EXERCISE DESCRIPTION: Copy each line of the data below, character for character.

____

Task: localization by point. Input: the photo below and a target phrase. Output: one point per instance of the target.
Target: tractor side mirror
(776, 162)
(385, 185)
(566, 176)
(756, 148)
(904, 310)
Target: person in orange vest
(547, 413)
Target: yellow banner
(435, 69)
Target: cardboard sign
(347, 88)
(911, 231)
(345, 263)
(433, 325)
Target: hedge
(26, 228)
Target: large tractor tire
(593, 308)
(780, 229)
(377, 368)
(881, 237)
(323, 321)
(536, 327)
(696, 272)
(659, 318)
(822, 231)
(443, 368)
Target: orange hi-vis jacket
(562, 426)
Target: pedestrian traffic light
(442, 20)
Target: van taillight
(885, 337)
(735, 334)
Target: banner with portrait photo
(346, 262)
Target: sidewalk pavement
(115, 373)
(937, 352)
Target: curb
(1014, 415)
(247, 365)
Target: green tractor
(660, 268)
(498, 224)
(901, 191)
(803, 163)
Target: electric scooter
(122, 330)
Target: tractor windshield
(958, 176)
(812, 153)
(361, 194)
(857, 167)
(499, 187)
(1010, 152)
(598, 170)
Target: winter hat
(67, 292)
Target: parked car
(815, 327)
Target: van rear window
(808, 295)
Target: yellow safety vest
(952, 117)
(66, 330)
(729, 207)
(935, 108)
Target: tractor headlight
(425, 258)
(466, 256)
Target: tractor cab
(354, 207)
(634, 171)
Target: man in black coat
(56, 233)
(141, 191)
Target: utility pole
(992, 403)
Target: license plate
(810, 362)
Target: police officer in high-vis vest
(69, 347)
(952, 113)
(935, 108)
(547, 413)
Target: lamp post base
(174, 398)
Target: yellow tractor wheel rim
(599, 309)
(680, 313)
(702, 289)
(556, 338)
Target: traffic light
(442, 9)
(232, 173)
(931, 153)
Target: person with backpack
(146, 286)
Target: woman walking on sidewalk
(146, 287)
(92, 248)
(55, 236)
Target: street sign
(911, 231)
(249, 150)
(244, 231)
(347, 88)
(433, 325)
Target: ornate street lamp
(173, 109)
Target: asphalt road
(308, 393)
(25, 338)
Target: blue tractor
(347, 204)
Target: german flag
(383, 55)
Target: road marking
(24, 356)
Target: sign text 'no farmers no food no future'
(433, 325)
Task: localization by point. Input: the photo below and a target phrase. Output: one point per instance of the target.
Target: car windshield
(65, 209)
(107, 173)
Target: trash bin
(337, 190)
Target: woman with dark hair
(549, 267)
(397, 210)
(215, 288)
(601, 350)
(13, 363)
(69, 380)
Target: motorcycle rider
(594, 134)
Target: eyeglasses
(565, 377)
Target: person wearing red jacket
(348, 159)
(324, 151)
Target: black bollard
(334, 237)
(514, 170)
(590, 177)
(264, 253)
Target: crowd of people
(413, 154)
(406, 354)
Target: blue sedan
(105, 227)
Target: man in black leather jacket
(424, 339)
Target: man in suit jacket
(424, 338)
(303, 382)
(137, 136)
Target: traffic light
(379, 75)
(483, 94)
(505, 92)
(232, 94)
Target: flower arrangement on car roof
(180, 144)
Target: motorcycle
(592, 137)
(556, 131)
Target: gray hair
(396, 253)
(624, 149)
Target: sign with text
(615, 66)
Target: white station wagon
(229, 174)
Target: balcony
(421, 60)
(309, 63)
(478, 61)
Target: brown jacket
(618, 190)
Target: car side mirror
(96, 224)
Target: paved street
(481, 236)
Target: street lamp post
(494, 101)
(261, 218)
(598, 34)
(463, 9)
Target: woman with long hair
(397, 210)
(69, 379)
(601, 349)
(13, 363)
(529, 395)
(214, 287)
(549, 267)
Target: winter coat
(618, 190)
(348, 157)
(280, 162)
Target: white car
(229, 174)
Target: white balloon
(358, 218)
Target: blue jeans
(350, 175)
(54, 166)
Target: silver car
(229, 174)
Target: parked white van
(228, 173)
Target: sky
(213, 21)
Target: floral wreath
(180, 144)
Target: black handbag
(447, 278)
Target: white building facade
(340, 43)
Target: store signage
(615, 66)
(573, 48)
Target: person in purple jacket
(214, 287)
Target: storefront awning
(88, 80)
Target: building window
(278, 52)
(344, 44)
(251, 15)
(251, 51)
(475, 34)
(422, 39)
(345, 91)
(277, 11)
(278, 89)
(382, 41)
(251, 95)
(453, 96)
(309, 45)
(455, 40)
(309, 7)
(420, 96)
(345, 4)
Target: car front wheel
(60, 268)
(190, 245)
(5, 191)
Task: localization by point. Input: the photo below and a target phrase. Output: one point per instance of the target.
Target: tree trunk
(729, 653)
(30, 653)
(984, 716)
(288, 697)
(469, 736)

____

WRITTEN RESPONSE:
Task: localization by point. Input: the photo below and a target phrase. Output: one point per instance of the target.
Target: tractor side mirror
(776, 162)
(385, 185)
(566, 176)
(756, 148)
(904, 310)
Target: person in orange vest
(547, 413)
Target: yellow banner
(435, 69)
Target: cardboard sign
(347, 88)
(911, 231)
(345, 263)
(433, 325)
Target: hedge
(26, 228)
Target: large tractor tire
(593, 308)
(780, 229)
(377, 368)
(881, 237)
(323, 321)
(536, 327)
(696, 272)
(659, 318)
(822, 231)
(443, 368)
Target: orange hi-vis jacket
(562, 426)
Target: pedestrian traffic light
(442, 20)
Target: van taillight
(885, 337)
(735, 334)
Target: banner with portrait photo
(346, 262)
Target: sidewalk pavement
(115, 373)
(937, 352)
Target: curb
(1014, 415)
(247, 365)
Target: green tractor
(660, 268)
(498, 224)
(901, 191)
(803, 163)
Target: electric scooter
(122, 330)
Target: tractor windshield
(958, 176)
(812, 153)
(361, 194)
(857, 167)
(499, 187)
(1010, 152)
(598, 170)
Target: winter hat
(67, 292)
Target: parked car
(815, 327)
Target: van rear window
(808, 295)
Target: yellow safety vest
(952, 117)
(66, 330)
(729, 207)
(935, 108)
Target: tractor headlight
(425, 258)
(466, 256)
Target: tractor cab
(354, 207)
(634, 171)
Target: man in black coat
(56, 233)
(141, 191)
Target: utility pole
(992, 403)
Target: license plate
(810, 362)
Target: police officer in high-vis vest
(69, 347)
(952, 113)
(935, 108)
(547, 413)
Target: lamp post base
(174, 398)
Target: yellow tractor wheel rim
(599, 309)
(680, 313)
(702, 289)
(556, 338)
Target: traffic light
(442, 9)
(232, 173)
(931, 153)
Target: person with backpack
(146, 286)
Target: woman walking on sidewalk
(146, 287)
(92, 248)
(55, 236)
Target: street sign
(911, 231)
(249, 150)
(244, 231)
(347, 88)
(433, 325)
Target: ornate street lamp
(173, 109)
Target: asphalt road
(308, 393)
(25, 338)
Target: blue tractor
(347, 204)
Target: german flag
(383, 55)
Target: road marking
(24, 356)
Target: sign text 'no farmers no food no future'
(433, 325)
Task: localization by point. Input: the photo below and a target phrase. Output: one point per instance of the target.
Target: car windshield
(65, 209)
(107, 173)
Target: trash bin
(337, 190)
Target: woman with dark hair
(549, 267)
(397, 210)
(215, 288)
(601, 350)
(13, 363)
(69, 380)
Target: motorcycle rider
(594, 134)
Target: eyeglasses
(565, 377)
Target: person wearing red jacket
(348, 159)
(324, 151)
Target: black bollard
(334, 237)
(514, 170)
(590, 177)
(264, 253)
Target: crowd of people
(413, 154)
(406, 354)
Target: blue sedan
(105, 227)
Target: man in black leather jacket
(424, 339)
Target: man in suit jacket
(424, 338)
(303, 382)
(137, 136)
Target: traffic light
(379, 75)
(483, 94)
(505, 92)
(232, 94)
Target: flower arrangement on car roof
(180, 144)
Target: motorcycle
(592, 137)
(556, 131)
Target: gray hair
(396, 253)
(624, 149)
Target: sign with text
(615, 66)
Target: white station wagon
(229, 174)
Target: balcony
(421, 60)
(309, 63)
(478, 61)
Target: brown jacket
(618, 190)
Target: car side mirror
(96, 224)
Target: paved street
(481, 236)
Target: street lamp post
(494, 101)
(261, 218)
(598, 34)
(463, 9)
Target: woman with long hair
(397, 210)
(69, 379)
(601, 349)
(13, 363)
(529, 395)
(214, 287)
(549, 267)
Target: winter coat
(618, 190)
(348, 157)
(280, 162)
Target: white car
(229, 174)
Target: white balloon
(358, 218)
Target: blue jeans
(350, 175)
(54, 166)
Target: silver car
(229, 174)
Target: parked white van
(228, 173)
Target: sky
(213, 21)
Target: floral wreath
(180, 144)
Target: black handbag
(447, 278)
Target: white building facade
(340, 43)
Target: store signage
(615, 66)
(573, 48)
Target: person in purple jacket
(214, 287)
Target: storefront awning
(88, 80)
Target: building window
(278, 52)
(344, 44)
(251, 15)
(251, 51)
(475, 34)
(422, 39)
(345, 91)
(277, 11)
(278, 89)
(382, 41)
(251, 95)
(453, 96)
(309, 45)
(455, 40)
(309, 7)
(420, 96)
(345, 4)
Target: car front wheel
(60, 268)
(190, 245)
(5, 191)
Task: localization by point. Input: the photo below and a target phrase. Output: one point per instance of the target.
Target: tree trunk
(729, 653)
(30, 653)
(984, 716)
(288, 697)
(469, 736)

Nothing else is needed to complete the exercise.